Please copy the entries below word for word, from the line containing "point like [213,67]." through the end of the entries, including both ends. Leave the pictures out of your copy.

━━━━━ Information supplied ━━━━━

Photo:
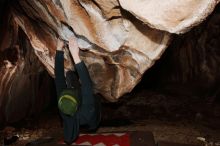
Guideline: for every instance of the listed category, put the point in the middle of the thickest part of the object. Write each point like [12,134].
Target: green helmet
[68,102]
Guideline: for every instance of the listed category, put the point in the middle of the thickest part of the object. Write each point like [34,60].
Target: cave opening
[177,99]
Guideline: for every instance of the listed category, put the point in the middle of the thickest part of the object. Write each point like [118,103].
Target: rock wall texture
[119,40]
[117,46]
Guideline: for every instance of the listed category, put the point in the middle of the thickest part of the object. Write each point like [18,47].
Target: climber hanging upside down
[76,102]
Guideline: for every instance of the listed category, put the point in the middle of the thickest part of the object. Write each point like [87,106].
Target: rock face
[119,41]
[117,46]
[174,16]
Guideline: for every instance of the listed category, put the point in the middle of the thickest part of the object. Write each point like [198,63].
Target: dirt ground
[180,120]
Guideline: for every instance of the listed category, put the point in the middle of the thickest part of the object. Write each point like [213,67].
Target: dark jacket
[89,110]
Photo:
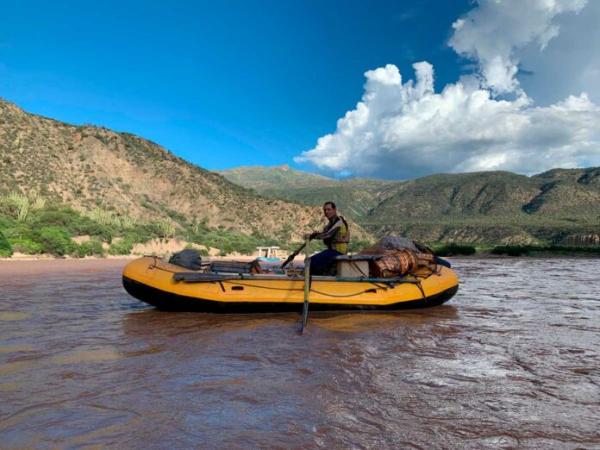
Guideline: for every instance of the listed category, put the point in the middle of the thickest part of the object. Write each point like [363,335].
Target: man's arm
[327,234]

━━━━━

→ **Result of the exercise**:
Guideline: for every instance of the listed category, put the point in the middle of the thickest part of the object. Write each point like [213,67].
Target: dark jacket
[89,110]
Photo:
Guideline: for every instance of the listed category, put the point in the middle of the thickest part of the object. Write each point like [363,335].
Target: man's arm
[327,234]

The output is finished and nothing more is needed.